→ **Цель задания**
Напечатайте без изменений фрагмент текста о Булгакове и Маяковском от слов «Маяковский после появления» до слов «Булгаковым.» включительно.

→ **Цитируемый текст**
_____
Вернуться к Н.С. Степанов. Сатира Михаила Булгакова в контексте русской сатиры XIX — первой половины XX веков

5.2. Булгаков и Маяковский

Взаимоотношения Булгакова и Маяковского складывались под знаком бескомпромиссного противостояния, скрытого и явного, выраставшего порой до степени конфликта. Причина очевидна — слишком большая разница общественных позиций писателей. Маяковский восторженно приветствовал октябрьскую революцию, безоговорочно ее принял и с 1919 г., с известных «окон РОСТА» «не по службе, а по душе» сотрудничал в различных формах с новой большевистской властью. В соответствии с принятым им правилом «враги ваши — мои враги» он определял объекты сатирических нападок, обличая и высмеивая тех, на кого обрушивались большевистские вожди и идеологи: белогвардейцы, мещане и обыватели, бюрократы, «вредители», зарубежные политические лидеры, эмигранты. Маяковский-сатирик активно участвовал в политических и идеологических кампаниях, проводимых большевистским руководством (чистки партии, внедрение самокритики, борьба с мещанскими явлениями в быту), резко бичевал инакомыслящих, разъяснял партийные и правительственные документы.

Булгаков, будучи сторонником «Великой Эволюции», испытывал «глубокий скептицизм в отношении революционного процесса», в котором видел гибельные последствия для страны. Буквально с первых своих публикаций 20-х годов Булгаков становится в конфронтацию с властью, с презрением относясь к тем литераторам, которые ей служили. Поэтому у него сразу сложилось ироническое восприятие творческой деятельности Маяковского. Герой автобиографической повести Булгакова «Записки на манжетах» (1922), приехав в Москву осенью 1921 г., видит на заборе афишу с загадочными словом «Дювлам», что, как выяснилось, означает «Двенадцатилетний юбилей Владимира Маяковского». Несколько шаржированный портрет юбиляра, который представляет себе герой, напоминает портрет Берлиоза из романа «Мастер и Маргарита». Полемика с Маяковским продолжается в повести «Собачье сердце» и в романе «Мастер и Маргарита», о чем уже говорилось в предыдущей главе. Для Булгакова Маяковский всегда оставался официальным поэтом, который преданно служил правящей большевистской партии.

Маяковский после появления пьесы «Дни Турбиных» на сцене МХАТа расценил Булгакова как писателя буржуазной складки, исполнителя социального заказа новой буржуазии. Об этом Маяковский говорил и в выступлениях по вопросу театральной политики, и в стихах:

        На ложу
в окно
      театральных касс
такая ногтем лаковым,
он
  дает
    социальный заказ
на «Дни Турбиных» —
      Булгаковым.
_____
→ **Исходные данные**
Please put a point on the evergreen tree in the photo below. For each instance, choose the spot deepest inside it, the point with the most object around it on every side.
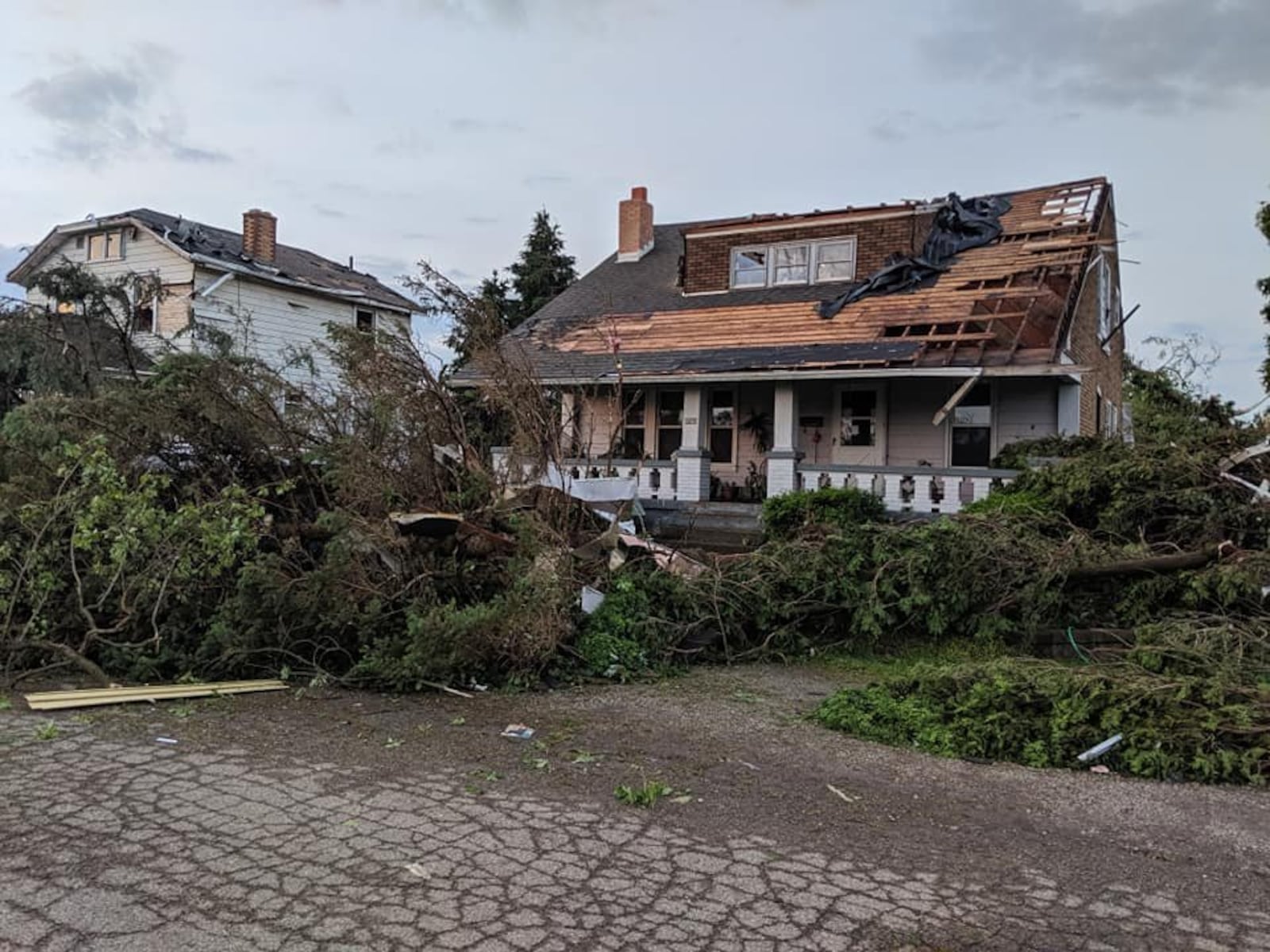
(1264, 287)
(544, 270)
_____
→ **Итоговый результат**
Маяковский после появления пьесы «Дни Турбиных» на сцене МХАТа расценил Булгакова как писателя буржуазной складки, исполнителя социального заказа новой буржуазии. Об этом Маяковский говорил и в выступлениях по вопросу театральной политики, и в стихах:

        На ложу
в окно
      театральных касс
такая ногтем лаковым,
он
  дает
    социальный заказ
на «Дни Турбиных» —
      Булгаковым.